# flat TT routes?



## deadleg (Jan 26, 2005)

I am looking for a flattish time trial location near SF Bay area, 20 plus miles, Any ideas?
I have thought of the Nicasio area,Crystal Springs resovoir, San Pablo Dam road.
Also any TT events in the area?


----------



## Undecided (Apr 2, 2007)

deadleg said:


> I am looking for a flattish time trial location near SF Bay area, 20 plus miles, Any ideas?
> I have thought of the Nicasio area,Crystal Springs resovoir, San Pablo Dam road.
> Also any TT events in the area?


Flatt_ish_? Cañada Rd. if you're near the mid-Peninsula. You can get a 10 mile (total for the out and back) ride on it with a few hundred feet of elevation change. Front of the Pack does a TT series there over the spring and summer, and there's the Beat the Clock series there, too.


----------



## vwvapor (Jun 11, 2009)

This is the most local TT I know about:

Team Fremont/FFBC powered by Chipotle » Calaveras Time Trial


----------



## robwh9 (Sep 2, 2004)

I believe it was UKbloke who said you can do a flat time trial on Central Expressway in Sunnyvale and Santa Clara. You might have to turn around several times to get 20 miles. Between Mary and Bowers, perhaps.


----------



## ukbloke (Sep 1, 2007)

robwh9 said:


> I believe it was UKbloke who said you can do a flat time trial on Central Expressway in Sunnyvale and Santa Clara. You might have to turn around several times to get 20 miles. Between Mary and Bowers, perhaps.


Yeah, that's right. It was actually between Mathilda and Lawrence using the cloverleaf intersections to turn you around without stopping. You have to be careful with the merges, and I wouldn't do this in traffic. There's no climbing just a couple of bumps for various over-passes. I suppose I would set up a Strava KOM for this if I ever thought to ride it again. There was a previous thread, but I couldn't seem to find it.

I think a better option to head further south and find some flat back-roads between San Jose and Morgan Hill/Gilroy (eg. Uvas or Monterey Highway). There's also a low-key 100 mile time trial once a year.


----------



## ukbloke (Sep 1, 2007)

**Records supplied**
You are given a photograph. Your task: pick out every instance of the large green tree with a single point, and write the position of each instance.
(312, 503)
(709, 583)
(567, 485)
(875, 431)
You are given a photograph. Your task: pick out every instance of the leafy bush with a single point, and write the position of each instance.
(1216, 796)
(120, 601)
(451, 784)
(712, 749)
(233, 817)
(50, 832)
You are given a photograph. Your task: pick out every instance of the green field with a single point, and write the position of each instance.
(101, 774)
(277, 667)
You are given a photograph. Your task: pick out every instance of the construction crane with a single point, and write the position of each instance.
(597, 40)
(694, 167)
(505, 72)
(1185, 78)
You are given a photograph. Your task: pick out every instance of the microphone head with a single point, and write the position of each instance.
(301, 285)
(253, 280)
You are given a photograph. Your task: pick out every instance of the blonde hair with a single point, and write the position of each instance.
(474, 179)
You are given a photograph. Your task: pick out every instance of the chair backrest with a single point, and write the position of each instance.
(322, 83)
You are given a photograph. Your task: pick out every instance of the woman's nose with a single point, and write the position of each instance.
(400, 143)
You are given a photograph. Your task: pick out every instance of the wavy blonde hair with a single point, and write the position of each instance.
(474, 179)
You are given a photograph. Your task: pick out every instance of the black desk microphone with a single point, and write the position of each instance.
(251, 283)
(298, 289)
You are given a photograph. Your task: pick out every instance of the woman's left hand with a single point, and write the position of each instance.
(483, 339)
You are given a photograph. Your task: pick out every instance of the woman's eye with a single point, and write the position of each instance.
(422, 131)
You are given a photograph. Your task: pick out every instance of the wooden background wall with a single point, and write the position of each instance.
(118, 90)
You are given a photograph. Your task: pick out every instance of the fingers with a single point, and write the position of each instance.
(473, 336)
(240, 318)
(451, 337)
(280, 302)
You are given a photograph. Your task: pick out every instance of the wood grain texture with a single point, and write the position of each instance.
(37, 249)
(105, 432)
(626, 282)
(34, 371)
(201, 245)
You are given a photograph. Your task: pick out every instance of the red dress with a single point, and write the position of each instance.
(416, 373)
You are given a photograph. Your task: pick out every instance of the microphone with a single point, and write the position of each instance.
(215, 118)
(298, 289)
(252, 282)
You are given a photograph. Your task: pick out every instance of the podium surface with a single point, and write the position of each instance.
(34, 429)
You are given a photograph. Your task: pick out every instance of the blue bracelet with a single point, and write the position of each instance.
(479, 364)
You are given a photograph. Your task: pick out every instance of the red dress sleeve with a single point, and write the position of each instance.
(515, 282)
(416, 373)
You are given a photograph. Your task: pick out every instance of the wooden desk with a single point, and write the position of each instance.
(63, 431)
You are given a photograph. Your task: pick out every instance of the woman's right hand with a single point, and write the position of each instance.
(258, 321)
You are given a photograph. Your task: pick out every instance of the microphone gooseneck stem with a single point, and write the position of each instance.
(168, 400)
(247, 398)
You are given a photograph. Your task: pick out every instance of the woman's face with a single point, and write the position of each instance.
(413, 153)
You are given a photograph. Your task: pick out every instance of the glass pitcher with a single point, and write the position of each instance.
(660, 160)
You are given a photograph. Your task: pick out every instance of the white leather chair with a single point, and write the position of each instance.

**Exercises to complete**
A. In the listing, replace "pitcher" with "jug" on the lines between the one holding "of the glass" and the last line of the listing, inclusive. Return only those lines, with everything else unchanged.
B. Continue the forum thread about flat time trial routes near the SF Bay area from the point where it stops.

**Task-by-task results**
A.
You are given a photograph. Your task: pick out every instance of the glass jug with a single point, and write the position of each instance.
(660, 160)
You are given a photograph. Your task: pick out every instance of the white leather chair with a single point, and write the position of each instance.

B.
That older thread is here.


----------



## deadleg (Jan 26, 2005)

Thanks, now I have to get mind right!


----------



## Rhymenocerus (Jul 17, 2010)

Livermore Flat in Danville, CA | Running Map | MapMyRUN

Its slightly rolley, the road is kinda beat up, its sometimes pretty windy, but there arent any lights, just a few turns to navigate and there arent a lot of people there usually. Really fast going out with the wind (30mph all day long) and downhill, but coming back its significantly slower.


----------



## Centurion_ (Oct 14, 2011)

Silverado Trail on the East side of the Napa Valley is dead flat from about a mile south of Oak Knoll for 5 or 6 miles till it climbs a 200 ft hill before it hits the Yountville Cross road.

Another dead flat 5 mile section of road would be the frontage road along hwy 29 at Salvador Ave. up to the overpass in Yountville. (Actually, it's only 4.7 miles). 

I ran these two roads, then cycled them for years. Both have about 20 feet elevation gain for the entire 5 miles. Neither has a stop sign or a traffic light on the sections I just described. Silverado Trail has a nice wide shoulder most of the way, but the frontage road has less traffic. 

Either would be pretty good. Turning safely to get your miles would be the only issue.


----------



## Art853 (May 30, 2003)

Pinole Valley Road and Alhambra Valley Road to Bear Creek Rd. 

Port of Oakland at night.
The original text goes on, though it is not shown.